> **Task instructions**:
Write out the stretch of lines below that begins at the line with "Target: crenellated wall" and ends at the line with "Target: dry shrub", including both, exactly as given and nothing more.

> **Records supplied**:
=======

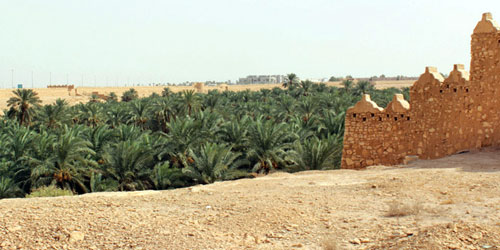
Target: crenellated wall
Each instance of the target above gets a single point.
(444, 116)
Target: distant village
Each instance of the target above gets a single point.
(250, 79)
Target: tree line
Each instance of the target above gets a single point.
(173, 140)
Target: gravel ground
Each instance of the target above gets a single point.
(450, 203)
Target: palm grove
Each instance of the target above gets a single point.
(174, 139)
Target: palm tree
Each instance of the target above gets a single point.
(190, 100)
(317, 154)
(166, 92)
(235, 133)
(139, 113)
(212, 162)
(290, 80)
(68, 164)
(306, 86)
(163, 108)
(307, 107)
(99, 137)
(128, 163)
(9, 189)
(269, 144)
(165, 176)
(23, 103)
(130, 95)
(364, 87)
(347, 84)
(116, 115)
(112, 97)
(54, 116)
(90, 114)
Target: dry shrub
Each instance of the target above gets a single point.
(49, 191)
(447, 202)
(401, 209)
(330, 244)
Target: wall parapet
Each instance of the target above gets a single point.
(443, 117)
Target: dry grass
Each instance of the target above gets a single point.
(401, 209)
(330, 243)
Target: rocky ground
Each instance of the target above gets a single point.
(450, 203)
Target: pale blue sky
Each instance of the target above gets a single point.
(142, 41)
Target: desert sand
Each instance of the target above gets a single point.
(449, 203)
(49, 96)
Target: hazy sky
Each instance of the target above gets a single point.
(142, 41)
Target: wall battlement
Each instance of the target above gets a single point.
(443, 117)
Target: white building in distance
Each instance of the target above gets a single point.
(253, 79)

=======

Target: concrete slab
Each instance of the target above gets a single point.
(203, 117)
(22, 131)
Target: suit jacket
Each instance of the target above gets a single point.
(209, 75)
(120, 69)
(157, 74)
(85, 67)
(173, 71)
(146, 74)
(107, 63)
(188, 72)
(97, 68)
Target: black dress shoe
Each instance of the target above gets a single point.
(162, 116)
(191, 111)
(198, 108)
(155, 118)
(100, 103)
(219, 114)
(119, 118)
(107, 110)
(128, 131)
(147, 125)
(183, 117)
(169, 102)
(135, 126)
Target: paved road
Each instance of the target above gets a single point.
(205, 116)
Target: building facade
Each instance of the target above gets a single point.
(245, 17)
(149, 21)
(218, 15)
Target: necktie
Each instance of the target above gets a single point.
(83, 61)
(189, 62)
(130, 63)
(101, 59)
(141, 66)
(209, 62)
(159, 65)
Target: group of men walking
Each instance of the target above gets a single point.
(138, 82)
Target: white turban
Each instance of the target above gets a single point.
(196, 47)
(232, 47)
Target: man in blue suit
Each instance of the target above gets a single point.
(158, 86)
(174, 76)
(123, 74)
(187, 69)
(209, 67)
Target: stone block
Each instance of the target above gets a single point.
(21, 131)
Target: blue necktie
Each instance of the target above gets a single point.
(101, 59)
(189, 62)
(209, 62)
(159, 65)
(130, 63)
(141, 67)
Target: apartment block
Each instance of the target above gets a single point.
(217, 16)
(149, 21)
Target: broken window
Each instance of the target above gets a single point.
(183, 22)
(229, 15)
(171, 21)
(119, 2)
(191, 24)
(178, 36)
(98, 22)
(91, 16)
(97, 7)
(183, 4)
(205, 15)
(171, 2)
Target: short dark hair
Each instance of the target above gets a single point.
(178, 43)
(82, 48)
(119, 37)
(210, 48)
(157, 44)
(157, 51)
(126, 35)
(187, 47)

=======

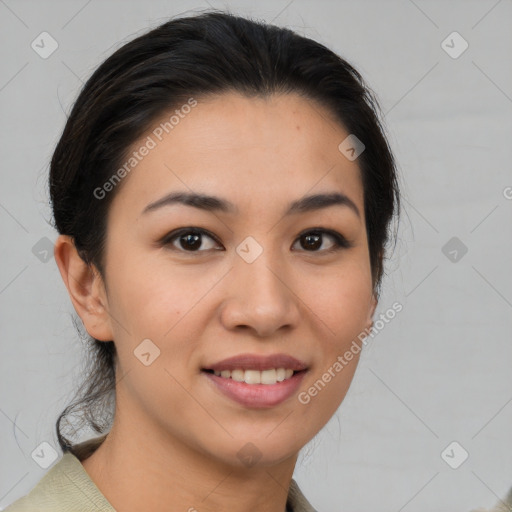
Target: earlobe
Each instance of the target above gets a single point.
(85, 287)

=======

> **Exercise response**:
Target: crenellated wall
Each instance of the target above gets a single point.
(444, 116)
Target: distant village
Each instance of the target above gets a single point.
(250, 79)
Target: tree line
Each instance of the target above gets a single point.
(173, 140)
Target: gravel ground
Each instance of the target above gets a single point.
(450, 203)
Target: palm grove
Each instance of the target above gets a single point.
(174, 139)
Target: palm tree
Each instance of the target above gets a single point.
(190, 100)
(317, 154)
(166, 92)
(235, 133)
(139, 113)
(212, 162)
(290, 80)
(68, 164)
(306, 86)
(163, 108)
(307, 107)
(99, 137)
(128, 163)
(9, 189)
(269, 144)
(165, 176)
(23, 103)
(130, 95)
(364, 87)
(347, 84)
(116, 115)
(112, 97)
(54, 116)
(90, 114)
Target: dry shrub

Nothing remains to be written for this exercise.